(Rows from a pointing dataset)

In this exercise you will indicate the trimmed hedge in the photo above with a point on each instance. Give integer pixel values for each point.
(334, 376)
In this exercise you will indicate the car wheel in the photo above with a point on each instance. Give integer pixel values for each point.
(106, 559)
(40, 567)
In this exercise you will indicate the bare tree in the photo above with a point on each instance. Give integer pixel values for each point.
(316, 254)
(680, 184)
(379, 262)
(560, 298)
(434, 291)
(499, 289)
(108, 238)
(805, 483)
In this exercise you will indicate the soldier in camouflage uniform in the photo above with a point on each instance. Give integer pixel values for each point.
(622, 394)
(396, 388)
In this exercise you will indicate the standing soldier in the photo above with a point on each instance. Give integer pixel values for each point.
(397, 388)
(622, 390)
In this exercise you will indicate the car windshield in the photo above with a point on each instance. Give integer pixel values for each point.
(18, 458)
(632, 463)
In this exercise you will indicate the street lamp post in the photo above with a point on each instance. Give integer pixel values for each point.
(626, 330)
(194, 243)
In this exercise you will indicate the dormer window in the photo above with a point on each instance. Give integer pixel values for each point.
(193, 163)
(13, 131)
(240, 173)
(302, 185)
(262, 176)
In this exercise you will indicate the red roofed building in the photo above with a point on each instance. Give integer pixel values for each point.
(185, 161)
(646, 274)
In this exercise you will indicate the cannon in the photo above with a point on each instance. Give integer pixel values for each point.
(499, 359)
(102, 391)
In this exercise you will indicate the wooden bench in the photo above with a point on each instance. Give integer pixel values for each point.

• What you should do
Edit the listing above so that every "integer pixel values" becomes "whole-number pixel coordinates", and give the full listing back with nothing else changed.

• Solution to this problem
In this exercise you will indicate the trimmed hedge in the photo above with a point on each instance. Give whole-number pixel coordinates for each point.
(334, 376)
In this exercise you will indicate the car wheel in the photo above with a point on each instance. Give whole-number pixel coordinates for each point.
(106, 559)
(40, 567)
In this exercise you will indicate the bare tree in the photo above with a point on each instance. Give whole-number pixel coordinates for each point.
(316, 254)
(680, 184)
(379, 262)
(560, 298)
(434, 291)
(499, 289)
(108, 238)
(805, 483)
In this exercise you will indicate the soldier in camouflage uniform in the photo above with a point on each instance. Give whole-number pixel coordinates for each point.
(622, 394)
(396, 388)
In this exercise you will indicate the standing soldier in the photo above with a point on each instance. Give whole-number pixel coordinates for each point.
(397, 388)
(622, 390)
In this exercise you will indicate the car windshield in the photo above with a point on each instance. Give whole-number pixel coordinates for each point.
(18, 458)
(632, 463)
In this exercise you will indicate the street lamp post in the photo above with a point on each instance. Give whole-number pixel coordinates for each point.
(626, 330)
(194, 243)
In this exercise you will indicate the dormer window in the photo above with a point on each instance. Give whole-number pixel coordinates for each point.
(193, 163)
(13, 131)
(240, 173)
(302, 185)
(262, 176)
In this exercise you will indicate the red roofed building in the photo above with a point on each instance. Give whole-number pixel coordinates for each point.
(185, 161)
(646, 274)
In this exercise you will indicate the cannon in the photo above with a point on each instance. Give whole-number pixel coordinates for each point.
(499, 359)
(102, 391)
In this exercise you will indicate the wooden bench in the photo above with a point on each instance. Give whole-number pixel coordinates for each point.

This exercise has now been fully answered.